**ЗАДАНИЕ**
Объясните, почему, согласно отрывку, трансцендентность помогает человеку правильно подходить к миру.

Собственно, Габриэль Марсель напоминает о фундаментальном смысле религии. Трансцендентность – это тот ориентир, который освобождает людей от необходимости быть друг для друга всем. Ориентир, благодаря которому они могут прекратить взваливать друг на друга ответственность за «нехватку бытия» и попеременно обвинять друг друга в том, что чувствуют себя в этом мире чужими. Им также не нужно будет с таким страхом бороться за собственную идентичность, если они смогут поверить, что по-настоящему их знает только Бог. Вместе с тем понимаемая таким образом трансцендентность помогает человеку правильно подходить к миру, потому что поддерживает и даже освящает в людях сознание их чуждости этому миру. Она мешает человеку с головой погрузиться в мирские дела, напоминая ему, что на земле он всего лишь гость с ограниченным сроком пребывания. Тем самым она дает человеку мужество, потребное для осознания его бессилия, его бренности, его способности ошибаться и быть виновным. Но она также дает силы, чтобы жить с подобным сознанием, и в этом смысле представляет собой духовный ответ на вопрос о пределах того, что способен осуществить человек.
Марсель не соглашается с утверждением Сартра: «Нет никакой иной целостности, кроме целостности человеческого «я»» (35). Будь это так, мир превратился бы в ад. Недостаточно, чтобы человек переступал через самого себя, – он должен и может сделать шаг навстречу тому, чем сам он не является и чем никогда не сможет стать. Человек вправе хотеть не только самореализации; ему надо помочь вновь открыть то измерение, в котором он сможет по собственному желанию – выпасть из реальности.
В Германии первых послевоенных лет христианский гуманизм, представленный, например, такими именами, как Рейнхольд Шнайдер[377] или Романо Гвардини, прибегал к аргументации, подобной той, которой пользовался Габриэль Марсель.

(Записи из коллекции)

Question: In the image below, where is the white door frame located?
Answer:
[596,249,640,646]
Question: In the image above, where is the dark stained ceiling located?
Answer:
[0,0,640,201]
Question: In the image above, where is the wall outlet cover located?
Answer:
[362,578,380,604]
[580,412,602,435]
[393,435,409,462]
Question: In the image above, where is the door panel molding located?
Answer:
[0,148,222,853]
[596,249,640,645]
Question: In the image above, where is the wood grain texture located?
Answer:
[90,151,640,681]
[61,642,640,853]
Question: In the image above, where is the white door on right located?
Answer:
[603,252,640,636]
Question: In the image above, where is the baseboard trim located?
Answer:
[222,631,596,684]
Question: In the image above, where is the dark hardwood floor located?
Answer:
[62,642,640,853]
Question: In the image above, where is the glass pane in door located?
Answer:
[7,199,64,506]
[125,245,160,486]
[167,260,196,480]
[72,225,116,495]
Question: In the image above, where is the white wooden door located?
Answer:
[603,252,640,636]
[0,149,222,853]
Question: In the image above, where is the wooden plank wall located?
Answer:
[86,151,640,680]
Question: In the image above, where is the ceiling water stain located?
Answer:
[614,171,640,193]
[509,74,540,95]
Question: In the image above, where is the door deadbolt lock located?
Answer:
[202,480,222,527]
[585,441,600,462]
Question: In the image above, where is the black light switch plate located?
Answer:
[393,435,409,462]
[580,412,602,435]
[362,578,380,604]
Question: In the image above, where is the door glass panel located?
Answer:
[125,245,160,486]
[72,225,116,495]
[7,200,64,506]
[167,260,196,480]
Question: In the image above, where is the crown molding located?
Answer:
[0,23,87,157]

**ОТВЕТ**
Трансцендентность поддерживает и даже освящает в людях сознание их чуждости этому миру. Она не дает человеку с головой погрузиться в мирские дела и напоминает ему, что на земле он всего лишь гость с ограниченным сроком пребывания.